Source document.
════════════════════
Double-0 Christmas - Never Say Never Again

James Bond

It's nearly Christmas so there's bound to be a James Bond film on TV somewhere. This week, we're looking back at Stuart Mulrain and Barnaby Eaton-Jones' series of articles on the 007 films. Here, Barnaby Eaton-Jones says never say Never Say Never Again...

“I hope we’re going to see some gratuitous sex and violence in this one?”

Well, here it is. The ‘unofficial’ James Bond film. The competition for Octopussy. The return of Sean Connery. The remake of Thunderball. Is it a case of Never Say Never Again or Never See Never Say Never Again?

Let’s bore you with back-story first, shall we? Well, I say ‘bore’ you but, in fact, the opposite is true. I implore you to search out ‘The Battle For Bond’ by Robert Sellers, to see how fascinating the reason this film got made actually is. It’s a long, intricate story and one which there isn’t room for in this review. But, essentially, Ian Fleming collaborated on a film treatment for his iconic literary hero, four years before Dr. No became the start of a movie franchise. His pitch was written with Kevin McClory and Jack Whittingham, entitled Thunderball, and was to potentially star Richard Burton as James Bond 007 and have Alfred Hitchcock as the Director. Obviously, history shows us that nothing came of this fascinating alternate universe, so Fleming turned the screenplay into the novel of the same name, without crediting his two co-writers. They took him to court and got equal rights to the story and the elements contained within (for example, Blofeld and SPECTRE). From thereon in, and with the official film version being co-produced by McClory alongside regular producers Cubby Broccoli and Harry Saltzman, the story of how Never Say Never Again came to be becomes a constant battle between Broccoli (sole producer of the Bond franchise by the time of The Man With The Golden Gun) and McClory (co-owner of the rights to Thunderball).
════════════════════
Dataset rows.

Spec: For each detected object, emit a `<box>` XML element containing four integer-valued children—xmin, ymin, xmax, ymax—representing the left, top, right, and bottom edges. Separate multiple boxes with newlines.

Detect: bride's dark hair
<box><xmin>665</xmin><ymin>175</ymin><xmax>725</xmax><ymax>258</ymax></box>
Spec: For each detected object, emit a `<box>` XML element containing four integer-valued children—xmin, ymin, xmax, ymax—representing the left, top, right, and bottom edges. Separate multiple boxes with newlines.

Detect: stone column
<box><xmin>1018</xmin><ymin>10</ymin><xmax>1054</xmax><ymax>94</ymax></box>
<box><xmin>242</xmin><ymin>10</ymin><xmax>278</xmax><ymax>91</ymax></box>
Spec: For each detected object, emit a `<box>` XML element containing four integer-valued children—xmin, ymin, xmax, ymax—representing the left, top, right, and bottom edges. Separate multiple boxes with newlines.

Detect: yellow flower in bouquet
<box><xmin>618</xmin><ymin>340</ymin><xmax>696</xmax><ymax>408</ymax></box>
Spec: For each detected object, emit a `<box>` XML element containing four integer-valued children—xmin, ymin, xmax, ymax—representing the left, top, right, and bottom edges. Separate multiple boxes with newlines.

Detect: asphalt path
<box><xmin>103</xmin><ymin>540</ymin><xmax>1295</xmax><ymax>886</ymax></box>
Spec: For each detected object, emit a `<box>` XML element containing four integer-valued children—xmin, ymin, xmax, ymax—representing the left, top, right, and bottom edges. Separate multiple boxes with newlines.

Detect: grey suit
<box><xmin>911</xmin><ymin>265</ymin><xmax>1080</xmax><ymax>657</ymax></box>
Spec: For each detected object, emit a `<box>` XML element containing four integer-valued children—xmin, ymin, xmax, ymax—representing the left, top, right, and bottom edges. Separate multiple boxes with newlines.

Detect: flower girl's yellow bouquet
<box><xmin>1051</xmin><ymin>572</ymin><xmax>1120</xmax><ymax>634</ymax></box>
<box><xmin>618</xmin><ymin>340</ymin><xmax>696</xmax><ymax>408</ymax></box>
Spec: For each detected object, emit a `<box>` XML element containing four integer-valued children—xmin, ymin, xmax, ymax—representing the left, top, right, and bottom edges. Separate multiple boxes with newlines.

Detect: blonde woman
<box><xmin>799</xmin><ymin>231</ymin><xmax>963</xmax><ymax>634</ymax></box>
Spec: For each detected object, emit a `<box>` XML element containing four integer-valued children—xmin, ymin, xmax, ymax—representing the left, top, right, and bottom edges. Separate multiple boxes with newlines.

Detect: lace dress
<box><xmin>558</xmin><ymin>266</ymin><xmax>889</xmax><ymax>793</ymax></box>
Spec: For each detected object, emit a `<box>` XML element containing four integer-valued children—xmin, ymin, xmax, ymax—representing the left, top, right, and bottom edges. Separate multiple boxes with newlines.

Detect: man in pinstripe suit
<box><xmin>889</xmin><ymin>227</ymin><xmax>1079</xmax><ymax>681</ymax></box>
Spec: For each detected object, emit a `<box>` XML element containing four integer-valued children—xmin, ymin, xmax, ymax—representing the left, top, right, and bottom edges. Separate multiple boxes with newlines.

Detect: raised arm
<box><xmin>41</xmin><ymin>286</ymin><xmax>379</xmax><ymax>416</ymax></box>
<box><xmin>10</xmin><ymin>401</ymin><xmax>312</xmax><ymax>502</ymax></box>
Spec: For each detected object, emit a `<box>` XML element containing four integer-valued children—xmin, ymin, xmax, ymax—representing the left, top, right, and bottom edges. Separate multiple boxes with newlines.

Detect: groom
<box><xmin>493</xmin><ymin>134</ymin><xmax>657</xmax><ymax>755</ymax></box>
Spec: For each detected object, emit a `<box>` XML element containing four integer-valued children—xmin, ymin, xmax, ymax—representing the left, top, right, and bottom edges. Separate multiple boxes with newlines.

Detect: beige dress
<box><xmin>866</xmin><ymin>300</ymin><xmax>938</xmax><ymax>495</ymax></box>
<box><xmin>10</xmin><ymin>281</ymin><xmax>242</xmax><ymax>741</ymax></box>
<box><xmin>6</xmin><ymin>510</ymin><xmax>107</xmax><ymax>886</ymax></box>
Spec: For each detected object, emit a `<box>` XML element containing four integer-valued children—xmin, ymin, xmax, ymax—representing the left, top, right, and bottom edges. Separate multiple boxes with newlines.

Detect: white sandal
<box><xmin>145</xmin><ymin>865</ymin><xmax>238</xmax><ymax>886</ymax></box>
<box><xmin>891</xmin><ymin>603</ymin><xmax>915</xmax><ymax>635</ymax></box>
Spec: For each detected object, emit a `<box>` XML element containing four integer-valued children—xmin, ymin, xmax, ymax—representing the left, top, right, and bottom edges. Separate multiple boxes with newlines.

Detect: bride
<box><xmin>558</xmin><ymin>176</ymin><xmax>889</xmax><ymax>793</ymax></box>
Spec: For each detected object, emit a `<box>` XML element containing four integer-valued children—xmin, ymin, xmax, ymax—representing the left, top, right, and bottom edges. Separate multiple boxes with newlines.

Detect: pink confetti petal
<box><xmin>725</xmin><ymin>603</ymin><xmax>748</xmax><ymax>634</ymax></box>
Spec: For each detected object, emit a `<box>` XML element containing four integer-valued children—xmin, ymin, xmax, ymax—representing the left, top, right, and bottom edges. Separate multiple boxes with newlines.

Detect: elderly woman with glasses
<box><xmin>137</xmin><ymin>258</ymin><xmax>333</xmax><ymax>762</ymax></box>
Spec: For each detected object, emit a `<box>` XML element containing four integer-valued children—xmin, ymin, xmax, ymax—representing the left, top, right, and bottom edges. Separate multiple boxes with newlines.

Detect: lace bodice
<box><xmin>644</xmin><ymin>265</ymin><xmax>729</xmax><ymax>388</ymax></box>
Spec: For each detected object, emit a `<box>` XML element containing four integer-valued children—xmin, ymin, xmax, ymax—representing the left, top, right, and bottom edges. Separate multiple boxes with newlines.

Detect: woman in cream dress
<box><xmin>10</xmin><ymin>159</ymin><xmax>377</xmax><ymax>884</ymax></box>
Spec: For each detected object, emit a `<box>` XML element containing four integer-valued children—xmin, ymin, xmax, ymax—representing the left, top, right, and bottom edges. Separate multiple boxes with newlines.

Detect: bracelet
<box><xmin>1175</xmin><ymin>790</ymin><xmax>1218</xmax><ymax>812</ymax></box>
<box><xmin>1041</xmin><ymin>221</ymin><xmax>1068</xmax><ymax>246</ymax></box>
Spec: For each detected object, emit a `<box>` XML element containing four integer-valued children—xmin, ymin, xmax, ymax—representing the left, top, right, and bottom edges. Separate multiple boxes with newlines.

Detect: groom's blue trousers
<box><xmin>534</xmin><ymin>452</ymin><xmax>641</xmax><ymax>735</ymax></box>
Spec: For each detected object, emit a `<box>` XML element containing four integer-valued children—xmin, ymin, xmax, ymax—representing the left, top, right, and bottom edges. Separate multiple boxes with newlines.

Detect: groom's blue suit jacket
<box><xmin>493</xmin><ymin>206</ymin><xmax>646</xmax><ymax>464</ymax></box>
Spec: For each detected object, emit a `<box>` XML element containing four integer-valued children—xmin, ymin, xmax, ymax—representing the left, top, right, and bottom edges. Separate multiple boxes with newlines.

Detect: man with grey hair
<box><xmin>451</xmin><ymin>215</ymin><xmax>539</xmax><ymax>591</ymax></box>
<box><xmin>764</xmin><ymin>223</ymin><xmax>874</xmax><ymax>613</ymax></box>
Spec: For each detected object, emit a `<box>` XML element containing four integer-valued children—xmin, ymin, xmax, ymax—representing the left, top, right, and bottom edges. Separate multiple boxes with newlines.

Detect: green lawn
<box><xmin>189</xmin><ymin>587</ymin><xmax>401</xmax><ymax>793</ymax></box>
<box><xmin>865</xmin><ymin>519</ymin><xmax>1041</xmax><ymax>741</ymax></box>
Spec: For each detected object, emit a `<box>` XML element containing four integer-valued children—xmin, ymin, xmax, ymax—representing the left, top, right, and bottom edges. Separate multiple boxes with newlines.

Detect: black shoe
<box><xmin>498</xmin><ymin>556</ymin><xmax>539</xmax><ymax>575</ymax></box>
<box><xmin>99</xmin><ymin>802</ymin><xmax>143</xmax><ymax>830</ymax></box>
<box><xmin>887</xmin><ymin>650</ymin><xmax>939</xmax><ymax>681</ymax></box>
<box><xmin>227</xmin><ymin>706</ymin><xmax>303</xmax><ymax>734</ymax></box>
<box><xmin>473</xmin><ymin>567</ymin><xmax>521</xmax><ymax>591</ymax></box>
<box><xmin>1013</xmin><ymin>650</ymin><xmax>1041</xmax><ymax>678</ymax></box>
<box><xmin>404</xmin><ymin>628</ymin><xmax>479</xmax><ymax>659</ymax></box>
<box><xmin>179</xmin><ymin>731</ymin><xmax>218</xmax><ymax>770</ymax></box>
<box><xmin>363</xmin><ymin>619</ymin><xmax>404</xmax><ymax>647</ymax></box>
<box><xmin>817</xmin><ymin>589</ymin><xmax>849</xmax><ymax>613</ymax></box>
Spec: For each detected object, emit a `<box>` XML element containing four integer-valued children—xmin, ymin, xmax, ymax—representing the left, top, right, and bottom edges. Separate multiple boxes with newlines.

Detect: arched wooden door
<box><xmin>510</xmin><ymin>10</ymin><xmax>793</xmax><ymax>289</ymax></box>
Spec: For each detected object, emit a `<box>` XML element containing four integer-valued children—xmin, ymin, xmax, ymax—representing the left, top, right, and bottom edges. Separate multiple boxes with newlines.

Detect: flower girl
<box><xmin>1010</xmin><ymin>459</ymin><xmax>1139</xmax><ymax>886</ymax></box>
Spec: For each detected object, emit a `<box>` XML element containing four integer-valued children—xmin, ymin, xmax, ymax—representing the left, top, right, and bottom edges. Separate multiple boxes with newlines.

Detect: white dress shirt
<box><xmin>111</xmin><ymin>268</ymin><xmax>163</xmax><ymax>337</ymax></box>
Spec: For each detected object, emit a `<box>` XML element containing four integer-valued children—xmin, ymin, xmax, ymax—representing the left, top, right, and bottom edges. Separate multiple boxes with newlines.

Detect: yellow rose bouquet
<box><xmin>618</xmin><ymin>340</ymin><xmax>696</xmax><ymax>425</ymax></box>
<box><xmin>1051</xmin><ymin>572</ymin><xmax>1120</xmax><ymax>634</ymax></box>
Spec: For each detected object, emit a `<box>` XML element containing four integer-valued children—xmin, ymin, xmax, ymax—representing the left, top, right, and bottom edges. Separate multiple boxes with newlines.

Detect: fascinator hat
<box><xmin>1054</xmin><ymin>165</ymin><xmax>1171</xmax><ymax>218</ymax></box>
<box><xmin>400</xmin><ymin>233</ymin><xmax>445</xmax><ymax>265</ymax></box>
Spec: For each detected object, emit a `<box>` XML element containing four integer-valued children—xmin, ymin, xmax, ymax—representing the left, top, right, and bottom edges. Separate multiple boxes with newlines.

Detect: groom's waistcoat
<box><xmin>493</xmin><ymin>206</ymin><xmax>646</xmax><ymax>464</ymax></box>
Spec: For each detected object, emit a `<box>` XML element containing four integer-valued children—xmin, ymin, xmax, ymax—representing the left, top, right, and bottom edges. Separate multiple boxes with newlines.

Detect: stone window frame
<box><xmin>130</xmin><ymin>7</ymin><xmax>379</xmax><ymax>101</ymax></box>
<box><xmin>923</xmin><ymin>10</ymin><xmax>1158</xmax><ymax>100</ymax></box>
════════════════════
Your tasks.
- A) Copy the entries word for word, beginning with their first line and ending after the line that contains "Detect: bride's dark hair".
- B) Continue the review of Never Say Never Again from where it stops.

Outputs for the tasks.
- A)
Spec: For each detected object, emit a `<box>` XML element containing four integer-valued children—xmin, ymin, xmax, ymax—representing the left, top, right, and bottom edges. Separate multiple boxes with newlines.

Detect: bride's dark hair

- B)
In 1975, when The Spy Who Loved Me was in production, McClory announced he was making a new version of Thunderball, called Warhead. It was written by Len Deighton and Sean Connery, with Connery returning as 007. The legal minefield that McClory and Broccoli started fighting across was vast and, at any moment, one of them was going to step on a mine and get blown sky high. Connery eventually bowed out, always having had a keen eye on the business side of movie-making and realising that this would be a nightmare of a production to get finished. Anyone who had seen the script would be quoted as saying it was one of the ‘great un-made scripts’, with allusions to it being like an underwater Star Wars.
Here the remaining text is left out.